### [TASK STATEMENT]
The data must be transcribed exactly, with no line missing.

### [TASK MATERIAL]
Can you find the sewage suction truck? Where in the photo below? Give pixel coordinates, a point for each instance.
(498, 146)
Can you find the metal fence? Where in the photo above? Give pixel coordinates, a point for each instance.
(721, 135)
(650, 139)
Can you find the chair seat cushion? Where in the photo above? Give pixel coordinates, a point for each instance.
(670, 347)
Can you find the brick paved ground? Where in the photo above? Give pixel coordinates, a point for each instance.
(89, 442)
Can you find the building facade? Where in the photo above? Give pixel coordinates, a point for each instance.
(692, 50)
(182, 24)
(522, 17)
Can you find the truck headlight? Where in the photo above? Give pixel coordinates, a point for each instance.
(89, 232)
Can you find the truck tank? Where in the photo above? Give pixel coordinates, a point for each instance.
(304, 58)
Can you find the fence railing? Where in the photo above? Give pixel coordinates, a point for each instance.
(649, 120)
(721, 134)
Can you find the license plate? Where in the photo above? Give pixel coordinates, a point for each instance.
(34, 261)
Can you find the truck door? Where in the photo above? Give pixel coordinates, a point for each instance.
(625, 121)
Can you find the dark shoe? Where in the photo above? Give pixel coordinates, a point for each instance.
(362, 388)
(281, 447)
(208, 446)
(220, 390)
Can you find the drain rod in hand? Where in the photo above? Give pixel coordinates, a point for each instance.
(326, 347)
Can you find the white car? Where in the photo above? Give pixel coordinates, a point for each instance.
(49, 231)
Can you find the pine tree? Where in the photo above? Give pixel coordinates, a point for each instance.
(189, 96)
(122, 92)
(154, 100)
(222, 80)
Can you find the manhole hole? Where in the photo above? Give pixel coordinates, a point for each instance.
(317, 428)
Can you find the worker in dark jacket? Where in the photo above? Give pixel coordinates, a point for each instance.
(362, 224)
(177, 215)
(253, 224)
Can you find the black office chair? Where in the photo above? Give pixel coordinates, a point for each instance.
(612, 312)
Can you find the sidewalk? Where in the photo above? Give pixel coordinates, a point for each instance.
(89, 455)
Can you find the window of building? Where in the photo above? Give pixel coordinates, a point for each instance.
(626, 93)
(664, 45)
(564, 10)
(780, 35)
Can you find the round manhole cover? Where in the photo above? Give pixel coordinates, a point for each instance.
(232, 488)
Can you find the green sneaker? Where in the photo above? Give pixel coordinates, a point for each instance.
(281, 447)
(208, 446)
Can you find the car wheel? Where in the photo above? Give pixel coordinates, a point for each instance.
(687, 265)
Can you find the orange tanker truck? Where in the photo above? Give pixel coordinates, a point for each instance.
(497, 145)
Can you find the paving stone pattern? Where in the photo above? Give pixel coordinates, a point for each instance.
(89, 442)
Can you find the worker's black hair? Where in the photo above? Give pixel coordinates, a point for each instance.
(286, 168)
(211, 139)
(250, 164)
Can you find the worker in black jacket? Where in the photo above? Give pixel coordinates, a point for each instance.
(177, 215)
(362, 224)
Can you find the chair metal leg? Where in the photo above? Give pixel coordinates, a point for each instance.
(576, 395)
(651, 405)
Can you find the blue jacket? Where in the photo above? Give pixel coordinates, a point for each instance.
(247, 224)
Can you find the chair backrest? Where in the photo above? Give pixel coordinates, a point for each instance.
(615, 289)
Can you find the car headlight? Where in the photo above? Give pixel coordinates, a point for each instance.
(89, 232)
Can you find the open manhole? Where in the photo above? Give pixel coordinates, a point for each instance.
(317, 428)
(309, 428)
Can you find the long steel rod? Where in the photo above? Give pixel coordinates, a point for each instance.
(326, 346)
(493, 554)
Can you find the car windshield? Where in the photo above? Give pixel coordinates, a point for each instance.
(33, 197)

### [YOUR RESPONSE]
Can you find the sewage suction truck? Where in the photo below? Give pixel coordinates, a point for each instance.
(498, 146)
Can you find the metal fence? Where in the photo above? Give pixel coordinates, a point for each instance.
(721, 135)
(650, 139)
Can you find the chair seat cushion? Where in the photo above? Give pixel coordinates, a point for each instance.
(670, 347)
Can you find the brick paved ground? Where in the photo above? Give pixel coordinates, a point for each instance.
(89, 442)
Can you find the building facade? Where in the photo above? Give pixel coordinates, a point for each instance.
(692, 50)
(182, 24)
(522, 17)
Can you find the truck headlight? Where in the photo above? Give pixel coordinates, a point for each instance.
(89, 232)
Can you find the truck tank? Where in the photo above? Give pixel coordinates, a point for each instance.
(304, 58)
Can you find the fence railing? Where in the photo above? Give pixel coordinates, a point for each instance.
(649, 120)
(721, 134)
Can you find the license plate? Where in the photo above? Give pixel coordinates, a point for each instance.
(34, 261)
Can you find the truck door? Where in the photo above? Give pixel coordinates, a point for each instance.
(625, 121)
Can you find the dark shoe? Where in the photo above? Give pixel coordinates, a point for each instance.
(362, 388)
(281, 447)
(208, 446)
(220, 390)
Can you find the drain rod in hand? Where in the photo above? Give pixel coordinates, a point for each instance.
(326, 347)
Can you find the white car? Where in the photo above? Give pixel coordinates, a point for each instance.
(49, 231)
Can you find the pine tree? Where in the photo above? Give pixel coordinates, a point for each instance.
(189, 96)
(122, 92)
(154, 100)
(222, 80)
Can you find the manhole hole? Where in the photo above? Give pixel coordinates, a point for each instance.
(317, 428)
Can you find the worker in dark jacket? Where in the photo above? Give pixel coordinates, a point for each instance.
(362, 224)
(177, 215)
(253, 224)
Can you find the black office chair? Where in the photo above? Give pixel coordinates, a point for each instance.
(612, 312)
Can you find the sidewalk? Where in the photo above? Give pixel coordinates, a point for each instance.
(89, 455)
Can you find the window of building? Where in the photo above? Give pixel coordinates, a point for each instance.
(626, 93)
(664, 45)
(564, 10)
(780, 35)
Can you find the round manhole cover? Where in the photo above? Give pixel coordinates, a point for each instance.
(232, 488)
Can you find the green sneaker? Where in the photo above? Give pixel coordinates, a point for each instance.
(281, 447)
(208, 446)
Can you find the car wheel? Where in the photo above? Give pixel coordinates, a point for each instance.
(687, 265)
Can you find the orange tanker truck? Where in the photo above? Give pixel coordinates, a point for each instance.
(497, 145)
Can you find the paving stone pattern? Where in the photo above? Give pixel coordinates, a point for each instance.
(89, 442)
Can you find the worker's black hair? Where in the photo above? Give pixel coordinates, a point for each instance.
(286, 168)
(211, 139)
(250, 164)
Can you find the worker in black jacket? Where in the photo above? Give pixel coordinates, a point for each instance.
(177, 215)
(362, 224)
Can you find the chair metal leg? Where in the photo above? Give pixel coordinates, a point for each instance.
(576, 395)
(651, 405)
Can you find the blue jacket? Where in the photo above? Give pixel coordinates, a point for each instance.
(247, 224)
Can you find the chair backrest? Where in the photo above? Give pixel coordinates, a point for each instance.
(615, 289)
Can you find the car headlight? Where in the photo above? Give pixel coordinates, a point for each instance.
(89, 232)
Can you find the open manhole? Where in the photo above? Give pixel coordinates, a point for each instance.
(317, 428)
(309, 428)
Can you find the long steel rod? Where in the photo above? Give pixel coordinates, a point for each instance.
(326, 346)
(493, 554)
Can you find the car windshield? Where in the photo above? Give pixel coordinates, a point for each instance.
(33, 197)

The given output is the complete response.